Records from a collection:
■ ■ ■ ■

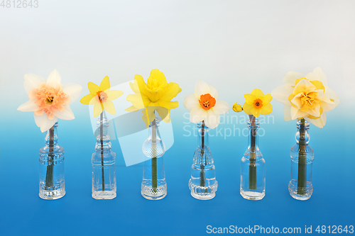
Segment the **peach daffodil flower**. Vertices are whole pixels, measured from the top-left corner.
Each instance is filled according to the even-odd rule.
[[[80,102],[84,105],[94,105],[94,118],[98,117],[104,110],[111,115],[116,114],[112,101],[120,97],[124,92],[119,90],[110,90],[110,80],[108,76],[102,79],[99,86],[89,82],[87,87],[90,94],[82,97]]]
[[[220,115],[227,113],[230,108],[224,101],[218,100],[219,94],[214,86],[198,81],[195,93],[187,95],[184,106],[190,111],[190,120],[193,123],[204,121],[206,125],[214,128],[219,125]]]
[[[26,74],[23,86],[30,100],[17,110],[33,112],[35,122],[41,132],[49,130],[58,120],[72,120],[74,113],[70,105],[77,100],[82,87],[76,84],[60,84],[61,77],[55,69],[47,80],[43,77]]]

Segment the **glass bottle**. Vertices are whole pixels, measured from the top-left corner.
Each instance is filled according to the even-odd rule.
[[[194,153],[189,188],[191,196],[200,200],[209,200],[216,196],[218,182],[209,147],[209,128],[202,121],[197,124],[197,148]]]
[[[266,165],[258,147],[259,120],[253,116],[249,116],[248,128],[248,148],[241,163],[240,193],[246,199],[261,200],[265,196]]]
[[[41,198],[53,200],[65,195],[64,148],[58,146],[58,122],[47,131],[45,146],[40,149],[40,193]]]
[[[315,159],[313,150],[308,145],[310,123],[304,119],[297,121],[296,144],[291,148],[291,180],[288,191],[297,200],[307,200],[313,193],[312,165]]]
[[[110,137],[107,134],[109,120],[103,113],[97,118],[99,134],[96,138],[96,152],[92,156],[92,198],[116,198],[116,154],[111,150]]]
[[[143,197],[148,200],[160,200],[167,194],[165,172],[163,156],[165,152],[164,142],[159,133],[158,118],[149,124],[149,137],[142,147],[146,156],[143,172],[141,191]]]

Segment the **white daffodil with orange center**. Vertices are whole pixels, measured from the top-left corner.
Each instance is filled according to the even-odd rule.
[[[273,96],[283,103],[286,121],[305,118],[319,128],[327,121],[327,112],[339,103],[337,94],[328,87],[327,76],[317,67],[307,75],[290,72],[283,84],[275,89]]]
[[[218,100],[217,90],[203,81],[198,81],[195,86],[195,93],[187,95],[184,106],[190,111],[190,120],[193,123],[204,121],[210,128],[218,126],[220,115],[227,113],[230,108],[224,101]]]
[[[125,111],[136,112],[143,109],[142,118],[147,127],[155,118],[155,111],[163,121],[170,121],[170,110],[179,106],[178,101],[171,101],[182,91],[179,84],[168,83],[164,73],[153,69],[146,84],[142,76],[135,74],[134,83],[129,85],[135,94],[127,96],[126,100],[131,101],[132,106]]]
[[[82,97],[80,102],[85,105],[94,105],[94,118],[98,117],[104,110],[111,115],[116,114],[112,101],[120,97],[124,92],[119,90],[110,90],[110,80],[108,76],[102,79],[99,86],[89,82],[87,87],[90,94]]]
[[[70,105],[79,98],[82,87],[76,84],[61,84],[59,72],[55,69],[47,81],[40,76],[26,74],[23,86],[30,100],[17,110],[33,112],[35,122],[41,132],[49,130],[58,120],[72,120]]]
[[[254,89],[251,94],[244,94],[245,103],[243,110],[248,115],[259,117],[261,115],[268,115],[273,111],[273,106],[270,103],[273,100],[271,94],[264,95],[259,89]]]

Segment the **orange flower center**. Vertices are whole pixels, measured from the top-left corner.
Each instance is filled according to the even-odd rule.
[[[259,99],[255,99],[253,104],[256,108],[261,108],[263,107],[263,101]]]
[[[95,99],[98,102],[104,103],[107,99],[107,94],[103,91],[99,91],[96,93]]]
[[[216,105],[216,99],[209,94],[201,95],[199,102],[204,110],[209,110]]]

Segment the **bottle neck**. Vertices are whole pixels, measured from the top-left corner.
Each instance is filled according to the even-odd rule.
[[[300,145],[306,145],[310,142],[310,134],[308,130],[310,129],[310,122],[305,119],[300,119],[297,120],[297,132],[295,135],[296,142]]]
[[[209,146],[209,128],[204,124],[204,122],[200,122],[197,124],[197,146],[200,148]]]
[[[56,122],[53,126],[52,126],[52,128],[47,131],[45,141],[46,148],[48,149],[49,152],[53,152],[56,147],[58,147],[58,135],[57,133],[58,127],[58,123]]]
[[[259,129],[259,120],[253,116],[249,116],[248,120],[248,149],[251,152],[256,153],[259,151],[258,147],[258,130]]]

■ ■ ■ ■

▶ WRITTEN INSTRUCTION
Put the data from the line containing "Segment the **white" down to the end of the data into a two-column CSV with the columns input and output. Each row should pair one text with its answer, each in a single quoted field with line breaks replaced by spaces.

▶ EXERCISE RESPONSE
input,output
"Segment the **white daffodil with orange center**. Vertices are whole pixels, measured from the top-left corner. Each instance is filled according to the even-odd rule.","[[[273,96],[283,103],[286,121],[305,118],[319,128],[327,121],[327,112],[339,103],[337,94],[328,87],[327,76],[317,67],[307,75],[290,72],[283,84],[275,89]]] [[[218,100],[217,90],[203,81],[198,81],[195,86],[195,93],[187,95],[184,106],[190,111],[190,120],[193,123],[204,121],[210,128],[218,126],[220,115],[227,113],[230,108],[224,101]]] [[[125,111],[136,112],[143,109],[142,118],[147,127],[155,118],[155,111],[163,121],[170,121],[170,110],[179,106],[178,101],[171,101],[182,91],[179,84],[168,83],[164,73],[153,69],[146,84],[142,76],[135,74],[134,83],[129,85],[135,94],[127,96],[126,100],[131,101],[132,106]]] [[[82,97],[80,102],[85,105],[94,105],[94,118],[98,117],[104,110],[111,115],[116,114],[112,101],[120,97],[124,92],[119,90],[110,90],[110,80],[108,76],[102,79],[99,86],[89,82],[87,87],[90,94]]] [[[70,105],[79,98],[82,87],[76,84],[61,84],[59,72],[55,69],[47,81],[40,76],[26,74],[23,86],[30,100],[17,110],[33,112],[35,122],[41,132],[49,130],[58,120],[72,120]]] [[[254,89],[251,94],[244,94],[245,103],[243,110],[248,115],[259,117],[261,115],[268,115],[273,111],[273,106],[270,103],[273,100],[271,94],[264,95],[259,89]]]"
"Segment the **orange flower center**. Vertices are whole pixels, measured from the top-left corner. Each instance is filled according to the even-odd rule.","[[[259,99],[255,99],[253,104],[256,108],[261,108],[263,107],[263,101]]] [[[95,99],[98,102],[104,103],[107,99],[107,94],[103,91],[99,91],[96,93]]] [[[216,105],[216,99],[209,94],[201,95],[199,102],[204,110],[209,110]]]"
"Segment the **bottle neck**. Vertices are whole pixels, measured from the top-left corner. Each instance is filled according to the even-odd rule.","[[[300,145],[306,145],[310,142],[310,134],[308,130],[310,129],[310,122],[305,119],[300,119],[297,120],[297,132],[295,135],[296,142]]] [[[209,146],[209,128],[204,124],[204,122],[200,122],[197,124],[197,146],[200,148]]] [[[56,122],[53,126],[52,126],[52,128],[47,131],[45,141],[46,148],[48,149],[49,152],[53,152],[56,147],[58,147],[58,135],[57,133],[58,127],[58,123]]] [[[259,129],[259,120],[253,116],[249,116],[248,120],[248,149],[251,152],[256,153],[259,151],[258,147],[258,130]]]"